- **SET EXERCISE**: Pick out every line below that contains the word "background" and copy each of those lines.

☆ ☆ ☆ ☆

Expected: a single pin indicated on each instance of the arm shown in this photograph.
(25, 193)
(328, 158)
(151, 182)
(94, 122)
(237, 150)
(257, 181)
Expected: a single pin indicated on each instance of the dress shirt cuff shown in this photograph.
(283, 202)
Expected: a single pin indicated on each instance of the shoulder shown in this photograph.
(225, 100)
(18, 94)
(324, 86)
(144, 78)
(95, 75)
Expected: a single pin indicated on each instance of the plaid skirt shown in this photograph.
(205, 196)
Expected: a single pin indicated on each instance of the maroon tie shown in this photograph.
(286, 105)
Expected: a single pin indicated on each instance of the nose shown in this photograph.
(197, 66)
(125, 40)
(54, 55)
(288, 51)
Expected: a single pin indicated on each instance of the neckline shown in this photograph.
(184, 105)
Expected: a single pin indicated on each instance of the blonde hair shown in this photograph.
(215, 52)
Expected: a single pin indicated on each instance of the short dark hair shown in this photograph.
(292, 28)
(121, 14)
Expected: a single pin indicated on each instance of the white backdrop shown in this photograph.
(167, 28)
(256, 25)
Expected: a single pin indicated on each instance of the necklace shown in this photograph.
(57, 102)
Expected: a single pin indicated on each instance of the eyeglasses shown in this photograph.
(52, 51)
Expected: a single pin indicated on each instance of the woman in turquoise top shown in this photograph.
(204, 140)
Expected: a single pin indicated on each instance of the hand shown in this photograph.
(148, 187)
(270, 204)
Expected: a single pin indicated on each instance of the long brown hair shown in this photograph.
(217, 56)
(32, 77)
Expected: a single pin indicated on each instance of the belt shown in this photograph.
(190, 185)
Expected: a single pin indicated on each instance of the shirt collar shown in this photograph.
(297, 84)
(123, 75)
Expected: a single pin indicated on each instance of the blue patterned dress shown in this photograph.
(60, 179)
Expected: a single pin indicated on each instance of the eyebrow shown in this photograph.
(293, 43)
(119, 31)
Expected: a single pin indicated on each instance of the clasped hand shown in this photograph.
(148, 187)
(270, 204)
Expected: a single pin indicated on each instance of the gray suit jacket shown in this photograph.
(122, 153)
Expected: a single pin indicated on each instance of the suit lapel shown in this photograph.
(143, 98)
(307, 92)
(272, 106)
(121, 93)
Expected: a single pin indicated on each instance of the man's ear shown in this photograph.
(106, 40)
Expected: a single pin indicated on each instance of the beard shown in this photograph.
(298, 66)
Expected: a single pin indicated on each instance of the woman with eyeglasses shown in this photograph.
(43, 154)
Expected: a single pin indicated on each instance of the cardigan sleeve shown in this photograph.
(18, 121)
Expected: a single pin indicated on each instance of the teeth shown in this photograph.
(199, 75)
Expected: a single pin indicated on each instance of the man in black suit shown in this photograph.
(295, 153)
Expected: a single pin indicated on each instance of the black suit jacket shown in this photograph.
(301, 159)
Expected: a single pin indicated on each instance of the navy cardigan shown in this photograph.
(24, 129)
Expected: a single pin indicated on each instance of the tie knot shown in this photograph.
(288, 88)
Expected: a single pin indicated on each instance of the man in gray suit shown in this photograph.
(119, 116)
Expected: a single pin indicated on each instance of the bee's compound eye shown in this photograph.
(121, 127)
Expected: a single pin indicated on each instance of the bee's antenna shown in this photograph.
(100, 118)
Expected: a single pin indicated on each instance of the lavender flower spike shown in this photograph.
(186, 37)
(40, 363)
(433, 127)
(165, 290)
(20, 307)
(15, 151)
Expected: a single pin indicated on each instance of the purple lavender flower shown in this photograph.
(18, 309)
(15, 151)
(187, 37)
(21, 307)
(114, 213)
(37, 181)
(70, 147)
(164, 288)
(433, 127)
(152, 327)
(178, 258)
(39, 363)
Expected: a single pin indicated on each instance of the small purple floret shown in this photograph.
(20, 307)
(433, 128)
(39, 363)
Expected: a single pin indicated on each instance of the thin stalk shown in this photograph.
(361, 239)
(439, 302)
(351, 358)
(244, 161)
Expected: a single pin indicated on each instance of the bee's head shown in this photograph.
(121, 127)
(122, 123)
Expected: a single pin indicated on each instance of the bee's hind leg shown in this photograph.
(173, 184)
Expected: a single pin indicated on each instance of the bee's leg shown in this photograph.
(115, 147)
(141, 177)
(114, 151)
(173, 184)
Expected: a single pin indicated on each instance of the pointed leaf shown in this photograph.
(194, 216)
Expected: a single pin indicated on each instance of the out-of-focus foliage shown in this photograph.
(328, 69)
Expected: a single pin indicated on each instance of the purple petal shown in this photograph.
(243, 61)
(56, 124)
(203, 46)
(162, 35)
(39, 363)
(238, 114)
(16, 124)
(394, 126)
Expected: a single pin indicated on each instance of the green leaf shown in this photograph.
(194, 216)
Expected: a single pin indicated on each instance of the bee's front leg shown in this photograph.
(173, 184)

☆ ☆ ☆ ☆

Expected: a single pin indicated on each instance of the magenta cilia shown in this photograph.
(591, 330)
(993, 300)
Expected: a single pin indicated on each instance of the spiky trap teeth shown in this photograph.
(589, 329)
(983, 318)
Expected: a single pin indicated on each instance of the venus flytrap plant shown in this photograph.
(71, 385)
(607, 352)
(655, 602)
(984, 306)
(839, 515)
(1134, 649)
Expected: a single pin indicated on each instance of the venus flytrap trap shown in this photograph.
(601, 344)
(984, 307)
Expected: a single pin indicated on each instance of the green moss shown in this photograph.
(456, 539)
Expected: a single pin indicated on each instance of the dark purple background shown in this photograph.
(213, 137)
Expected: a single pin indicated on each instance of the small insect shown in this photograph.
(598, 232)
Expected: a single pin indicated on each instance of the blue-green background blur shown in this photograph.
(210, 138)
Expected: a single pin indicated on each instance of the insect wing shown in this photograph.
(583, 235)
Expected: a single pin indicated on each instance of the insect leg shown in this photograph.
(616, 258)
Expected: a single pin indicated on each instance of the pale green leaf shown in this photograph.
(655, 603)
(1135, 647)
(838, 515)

☆ ☆ ☆ ☆

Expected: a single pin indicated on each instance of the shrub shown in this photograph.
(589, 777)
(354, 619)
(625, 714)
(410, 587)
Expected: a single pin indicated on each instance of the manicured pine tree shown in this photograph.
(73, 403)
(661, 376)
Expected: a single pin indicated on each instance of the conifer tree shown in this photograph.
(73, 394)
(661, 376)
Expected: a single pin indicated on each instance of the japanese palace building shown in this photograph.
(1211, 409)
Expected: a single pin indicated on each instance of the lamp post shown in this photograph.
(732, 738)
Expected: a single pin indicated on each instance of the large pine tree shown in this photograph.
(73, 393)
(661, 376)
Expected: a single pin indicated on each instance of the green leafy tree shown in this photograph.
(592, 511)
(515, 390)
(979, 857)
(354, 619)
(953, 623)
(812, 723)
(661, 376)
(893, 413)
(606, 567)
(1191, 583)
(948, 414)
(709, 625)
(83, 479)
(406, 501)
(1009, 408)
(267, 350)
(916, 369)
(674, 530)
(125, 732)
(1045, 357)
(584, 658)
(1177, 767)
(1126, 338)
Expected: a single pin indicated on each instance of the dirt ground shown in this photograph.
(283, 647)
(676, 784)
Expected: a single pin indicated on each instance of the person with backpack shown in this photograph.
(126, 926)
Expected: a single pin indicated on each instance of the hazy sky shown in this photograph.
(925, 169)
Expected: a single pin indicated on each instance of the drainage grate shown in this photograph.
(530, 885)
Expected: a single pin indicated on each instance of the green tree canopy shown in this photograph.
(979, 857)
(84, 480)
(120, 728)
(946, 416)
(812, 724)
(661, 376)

☆ ☆ ☆ ☆

- **WRITTEN RESPONSE**:
Expected: a single pin indicated on each instance of the dark purple background shown in this photograph.
Expected: a single pin indicated on each instance of the blue-green background blur shown in this photograph.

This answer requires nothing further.